Dès lors, l’’indemnisation forfaitaire de ce préjudice sur la base d’une valeur moyenne du point d’incapacité permanente ne répare pas les différentes composantes du déficit fonctionnel permanent et est donc contraire au principe de réparation intégrale et d’appréciation in concreto des préjudices.

Par ailleurs, compte tenu du caractère viager des différentes composantes de ce préjudice, le principe d’une indemnisation évaluée sur une base journalière doit être retenue.

 

III- Décision

  • Tribunal Judiciaire de Vannes, Chambre Correctionnelle, jugement sur intérêts civils du 19 avril 2024, n°20007000027:

« C’est à très juste titre que la partie civile rappelle que l’indemnisation forfaitaire que constitue l’indemnisation « au point » est contraire au principe de réparation intégrale dans la mesure où l’application d’un barème inéquitable selon le sexe et l’âge de la victime ne prenant pas en considération la réalité de la durée pendant laquelle la partie civile va effectivement devoir vivre avec son déficit fonctionnel permanent ne peut aboutir à une réparation intégrale.

L’indemnisation du déficit fonctionnel permanent constitue après consolidation la suite de l’indemnisation du déficit fonctionnel temporaire et il conviendra dès lors d’indemniser la partie civile sur la base d’une indemnité journalière qui seule permet pour la victime de prendre en compte de façon intégrale le taux de déficit retenu et la durée durant laquelle elle sera amenée à vivre avec ce déficit. »

 

Quid de la méthode ?

Déficit Fonctionnel Permanent 5% X 32 € (déficit fonctionnel temporaire : 30 € + Souffrances morales permanentes : 2 €) = 1,60 €

  • Arrérages échus (date de la consolidation à la date de la liquidation) :

1038 jours X 1,60 € = 1.660,80 €

  • Arrérages à échoir :

1,60 € X 365 jours X 73,231* = 42.776,90 €

 * Euro de rente viagère d’un homme âgé de 26 ans à la date de la liquidation selon le barème de la Gazette du Palais 2022 avec taux d’actualisation à -1%

  • TOTAL :  Taux de DFP à 5% = 44.427,70 €

 

  • Tribunal Judiciaire de Quimper, 1ère Chambre, jugement du 11 juillet 2023, n°22/01435

« Si le médecin expert s’est limité à une évaluation du déficit fonctionnel permanent par référence au barème médical, l’indemnisation du préjudice doit être majorée pour prendre en compte les douleurs associées à l’atteinte séquellaire et les troubles dans les conditions d’existence.

▶ **Données brutes**:
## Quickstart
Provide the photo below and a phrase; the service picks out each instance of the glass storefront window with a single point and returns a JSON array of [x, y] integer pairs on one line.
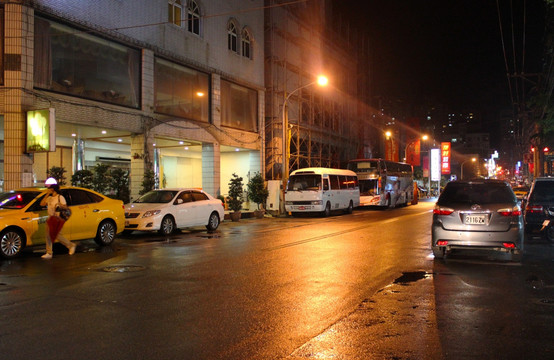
[[76, 63], [181, 91], [238, 106]]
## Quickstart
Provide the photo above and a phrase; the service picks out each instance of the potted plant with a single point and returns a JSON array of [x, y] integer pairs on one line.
[[235, 196], [258, 194]]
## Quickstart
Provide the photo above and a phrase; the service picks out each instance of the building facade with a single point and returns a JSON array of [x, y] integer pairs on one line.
[[176, 86], [327, 126]]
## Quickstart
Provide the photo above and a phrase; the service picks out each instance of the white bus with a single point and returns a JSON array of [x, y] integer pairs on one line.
[[322, 190], [384, 183]]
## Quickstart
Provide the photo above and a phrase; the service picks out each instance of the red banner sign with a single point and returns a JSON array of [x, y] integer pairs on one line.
[[445, 158]]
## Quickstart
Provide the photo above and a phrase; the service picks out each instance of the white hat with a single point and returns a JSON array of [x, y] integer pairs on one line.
[[50, 181]]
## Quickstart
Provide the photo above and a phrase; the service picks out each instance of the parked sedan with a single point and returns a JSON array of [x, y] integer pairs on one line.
[[480, 214], [166, 210], [23, 220]]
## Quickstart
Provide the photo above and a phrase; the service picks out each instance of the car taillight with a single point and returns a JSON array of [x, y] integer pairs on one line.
[[534, 208], [438, 210], [515, 211]]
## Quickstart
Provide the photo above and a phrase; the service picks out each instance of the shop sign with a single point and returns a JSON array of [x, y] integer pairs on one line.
[[445, 158], [41, 130]]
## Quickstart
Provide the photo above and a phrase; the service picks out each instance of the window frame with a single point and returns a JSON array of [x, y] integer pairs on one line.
[[172, 5], [246, 44], [193, 17], [232, 37]]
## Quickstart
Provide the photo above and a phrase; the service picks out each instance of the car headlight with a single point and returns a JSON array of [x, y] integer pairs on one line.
[[151, 213]]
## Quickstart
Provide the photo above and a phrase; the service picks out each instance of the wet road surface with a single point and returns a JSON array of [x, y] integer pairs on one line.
[[360, 286]]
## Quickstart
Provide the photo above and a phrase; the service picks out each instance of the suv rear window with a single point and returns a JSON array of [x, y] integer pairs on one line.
[[543, 191], [476, 193]]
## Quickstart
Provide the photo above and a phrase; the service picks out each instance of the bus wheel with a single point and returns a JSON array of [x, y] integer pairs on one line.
[[350, 208], [327, 210]]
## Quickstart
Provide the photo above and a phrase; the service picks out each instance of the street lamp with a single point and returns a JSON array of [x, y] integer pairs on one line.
[[321, 81], [462, 167]]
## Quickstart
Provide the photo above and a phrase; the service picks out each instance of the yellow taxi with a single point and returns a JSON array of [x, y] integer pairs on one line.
[[23, 220]]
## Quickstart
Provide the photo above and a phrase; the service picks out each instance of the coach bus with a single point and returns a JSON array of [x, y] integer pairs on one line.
[[384, 183], [322, 190]]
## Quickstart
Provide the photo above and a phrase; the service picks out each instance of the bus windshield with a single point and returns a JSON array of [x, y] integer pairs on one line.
[[363, 166], [304, 182]]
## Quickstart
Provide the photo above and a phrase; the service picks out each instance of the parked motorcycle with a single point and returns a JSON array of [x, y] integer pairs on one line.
[[548, 225]]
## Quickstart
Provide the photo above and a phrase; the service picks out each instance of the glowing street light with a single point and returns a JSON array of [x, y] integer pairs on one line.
[[462, 167]]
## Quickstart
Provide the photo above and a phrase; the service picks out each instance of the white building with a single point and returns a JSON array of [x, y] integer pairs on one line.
[[173, 85]]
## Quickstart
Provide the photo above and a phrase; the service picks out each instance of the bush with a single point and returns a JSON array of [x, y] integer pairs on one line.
[[82, 178], [235, 193], [57, 173]]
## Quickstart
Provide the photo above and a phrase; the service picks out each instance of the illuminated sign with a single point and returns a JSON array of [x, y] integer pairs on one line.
[[445, 158], [41, 130], [435, 165]]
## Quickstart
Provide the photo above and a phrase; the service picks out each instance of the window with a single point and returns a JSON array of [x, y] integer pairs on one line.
[[181, 91], [198, 196], [174, 10], [80, 64], [232, 37], [239, 107], [193, 17], [246, 44]]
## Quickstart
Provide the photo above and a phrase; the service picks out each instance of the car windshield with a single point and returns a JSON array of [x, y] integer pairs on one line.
[[157, 197], [17, 199], [543, 191], [304, 182], [476, 193]]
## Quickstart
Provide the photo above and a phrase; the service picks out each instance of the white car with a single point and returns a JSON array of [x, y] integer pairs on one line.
[[168, 209]]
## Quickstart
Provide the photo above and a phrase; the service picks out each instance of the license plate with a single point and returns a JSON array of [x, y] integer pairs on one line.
[[475, 219]]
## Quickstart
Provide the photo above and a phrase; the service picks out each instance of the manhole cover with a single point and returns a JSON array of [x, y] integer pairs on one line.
[[124, 268], [408, 277], [209, 236]]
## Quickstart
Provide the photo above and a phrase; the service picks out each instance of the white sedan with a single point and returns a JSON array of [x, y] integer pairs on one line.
[[168, 209]]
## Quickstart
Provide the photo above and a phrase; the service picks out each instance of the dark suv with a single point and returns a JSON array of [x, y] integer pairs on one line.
[[539, 200]]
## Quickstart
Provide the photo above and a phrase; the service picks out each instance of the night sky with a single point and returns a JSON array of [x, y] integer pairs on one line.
[[448, 52]]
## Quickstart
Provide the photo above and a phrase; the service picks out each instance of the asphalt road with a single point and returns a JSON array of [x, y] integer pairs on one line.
[[360, 286]]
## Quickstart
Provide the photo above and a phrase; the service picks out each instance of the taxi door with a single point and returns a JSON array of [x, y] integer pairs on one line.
[[84, 219]]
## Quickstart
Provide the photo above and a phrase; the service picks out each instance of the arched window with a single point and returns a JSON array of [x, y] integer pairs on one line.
[[193, 17], [232, 36], [175, 9], [246, 44]]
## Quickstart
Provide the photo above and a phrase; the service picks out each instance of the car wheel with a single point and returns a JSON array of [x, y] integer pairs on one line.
[[550, 234], [167, 227], [213, 222], [11, 243], [327, 210], [438, 252], [350, 208], [106, 232]]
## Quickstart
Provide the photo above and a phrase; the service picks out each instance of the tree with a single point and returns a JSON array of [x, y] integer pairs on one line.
[[256, 190], [235, 193], [120, 184]]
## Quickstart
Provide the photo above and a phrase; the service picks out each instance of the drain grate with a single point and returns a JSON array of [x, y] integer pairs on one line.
[[123, 268]]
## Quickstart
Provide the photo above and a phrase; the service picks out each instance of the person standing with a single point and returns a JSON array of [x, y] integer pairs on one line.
[[54, 223]]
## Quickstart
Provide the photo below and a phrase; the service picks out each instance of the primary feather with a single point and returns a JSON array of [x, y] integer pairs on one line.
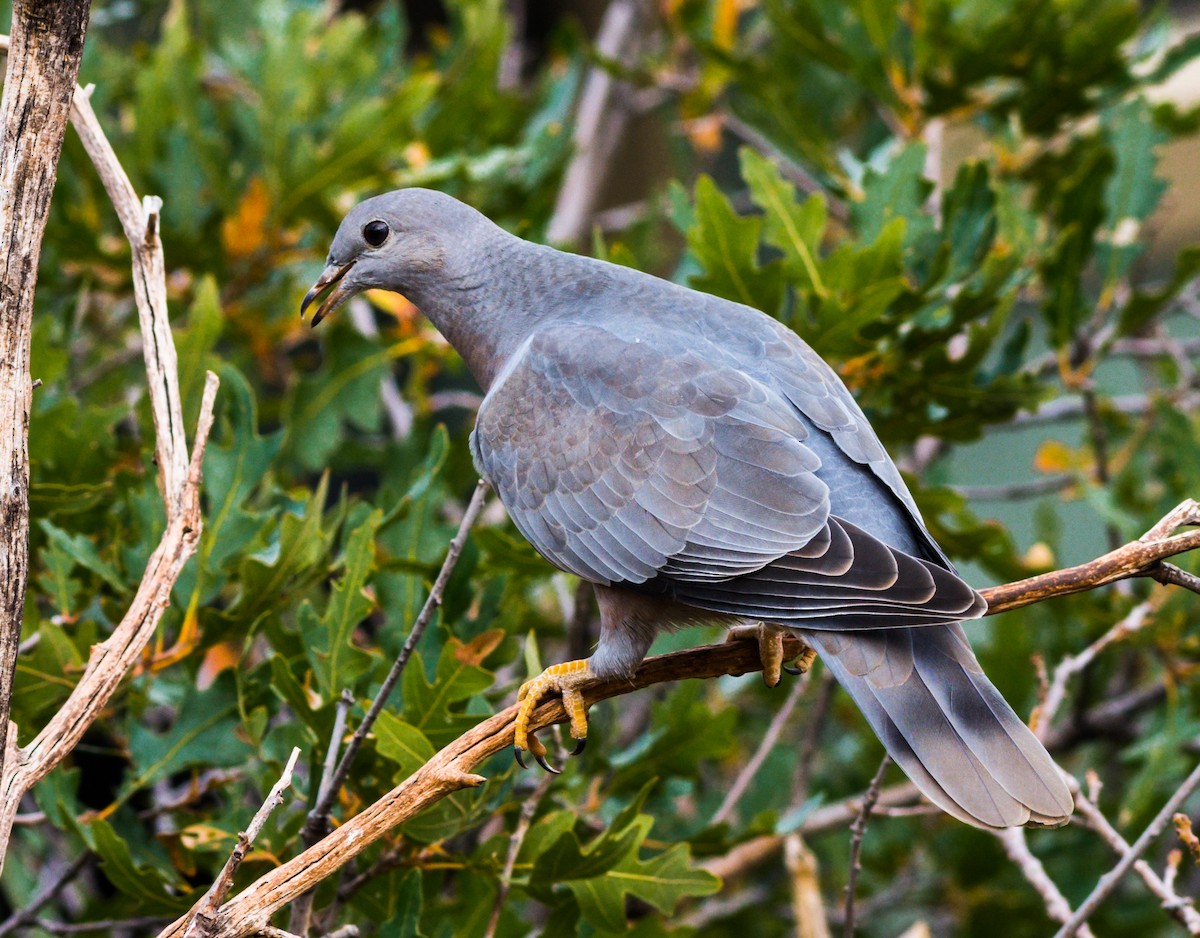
[[691, 457]]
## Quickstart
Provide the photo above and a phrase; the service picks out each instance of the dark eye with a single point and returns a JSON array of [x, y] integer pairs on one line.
[[375, 233]]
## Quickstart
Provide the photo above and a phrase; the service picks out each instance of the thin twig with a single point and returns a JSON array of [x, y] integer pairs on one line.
[[768, 743], [1018, 849], [103, 926], [528, 809], [1017, 491], [599, 124], [1187, 836], [204, 914], [857, 831], [1109, 881], [301, 909], [1139, 558], [1043, 716], [1177, 906], [317, 822]]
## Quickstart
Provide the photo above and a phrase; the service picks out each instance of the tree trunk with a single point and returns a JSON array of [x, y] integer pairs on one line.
[[43, 61]]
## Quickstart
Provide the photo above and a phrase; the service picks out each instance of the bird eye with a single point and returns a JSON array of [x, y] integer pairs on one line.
[[376, 233]]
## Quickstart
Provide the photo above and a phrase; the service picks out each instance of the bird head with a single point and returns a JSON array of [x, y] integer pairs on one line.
[[396, 241]]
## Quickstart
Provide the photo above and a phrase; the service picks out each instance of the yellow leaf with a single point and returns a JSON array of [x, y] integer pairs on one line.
[[245, 233], [479, 648], [1054, 456]]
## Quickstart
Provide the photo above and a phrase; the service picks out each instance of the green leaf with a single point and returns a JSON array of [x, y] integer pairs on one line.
[[402, 743], [727, 248], [202, 734], [336, 662], [234, 464], [795, 229], [661, 882], [1133, 191], [84, 553]]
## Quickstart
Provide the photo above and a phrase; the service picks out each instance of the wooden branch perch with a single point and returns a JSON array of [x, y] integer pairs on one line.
[[179, 482], [47, 47], [1140, 558], [451, 769]]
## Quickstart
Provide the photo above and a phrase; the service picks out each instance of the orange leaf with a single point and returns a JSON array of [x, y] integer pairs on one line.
[[479, 648], [245, 232]]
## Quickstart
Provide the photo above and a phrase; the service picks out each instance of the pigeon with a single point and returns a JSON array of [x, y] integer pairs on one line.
[[697, 462]]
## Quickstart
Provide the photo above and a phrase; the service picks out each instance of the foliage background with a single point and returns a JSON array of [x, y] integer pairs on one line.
[[972, 263]]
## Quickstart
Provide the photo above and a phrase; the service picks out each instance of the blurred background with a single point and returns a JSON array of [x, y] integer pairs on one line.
[[984, 215]]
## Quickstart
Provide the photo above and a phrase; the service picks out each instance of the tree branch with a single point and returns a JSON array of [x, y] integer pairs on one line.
[[451, 769], [46, 49], [1140, 558], [179, 482]]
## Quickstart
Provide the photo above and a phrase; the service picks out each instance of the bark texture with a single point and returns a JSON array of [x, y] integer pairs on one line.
[[43, 62]]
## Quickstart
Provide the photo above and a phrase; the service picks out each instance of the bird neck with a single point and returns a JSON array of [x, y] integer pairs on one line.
[[484, 300]]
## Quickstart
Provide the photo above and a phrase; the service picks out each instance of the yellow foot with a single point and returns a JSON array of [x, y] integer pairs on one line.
[[771, 650], [564, 679]]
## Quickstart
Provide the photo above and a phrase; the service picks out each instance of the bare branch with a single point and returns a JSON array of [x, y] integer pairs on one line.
[[1131, 857], [528, 809], [1043, 716], [318, 818], [1018, 849], [179, 482], [857, 831], [768, 743], [1177, 906], [599, 125], [807, 903], [47, 47], [1139, 558], [205, 913]]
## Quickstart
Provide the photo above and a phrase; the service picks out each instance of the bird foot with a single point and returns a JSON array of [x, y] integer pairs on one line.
[[771, 650], [564, 679]]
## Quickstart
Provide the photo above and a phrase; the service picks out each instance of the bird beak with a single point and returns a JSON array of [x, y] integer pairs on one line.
[[331, 276]]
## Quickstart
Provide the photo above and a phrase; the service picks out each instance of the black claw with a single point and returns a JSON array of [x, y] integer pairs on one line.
[[546, 765]]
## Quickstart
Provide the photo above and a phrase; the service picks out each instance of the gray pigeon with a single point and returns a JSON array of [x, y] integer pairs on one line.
[[695, 461]]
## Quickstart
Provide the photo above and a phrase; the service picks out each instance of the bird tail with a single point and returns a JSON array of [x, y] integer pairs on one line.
[[945, 723]]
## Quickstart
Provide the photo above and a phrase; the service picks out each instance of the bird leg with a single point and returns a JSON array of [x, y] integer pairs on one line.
[[771, 650], [564, 679]]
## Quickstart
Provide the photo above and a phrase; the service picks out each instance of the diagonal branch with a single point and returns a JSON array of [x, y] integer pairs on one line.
[[451, 769], [1140, 558], [179, 483]]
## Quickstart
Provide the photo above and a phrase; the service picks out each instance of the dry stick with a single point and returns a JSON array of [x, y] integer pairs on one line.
[[1018, 849], [1187, 836], [1043, 715], [47, 46], [318, 818], [301, 909], [1177, 906], [528, 809], [179, 481], [449, 770], [599, 124], [768, 743], [857, 831], [1110, 879], [1139, 558], [205, 918]]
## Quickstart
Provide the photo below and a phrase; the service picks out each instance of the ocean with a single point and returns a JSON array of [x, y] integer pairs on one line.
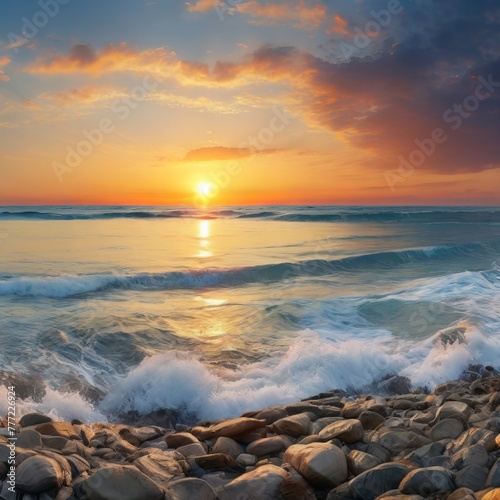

▶ **Objectif de la tâche**:
D'après l'extrait étudié, quel barème sert à déterminer l'euro de rente viagère dans le calcul des arrérages à échoir ? Appuyez-vous uniquement sur l'extrait étudié.

▶ **Réponse attendue**:
Le barème de la Gazette du Palais 2022, avec un taux d'actualisation à -1 %.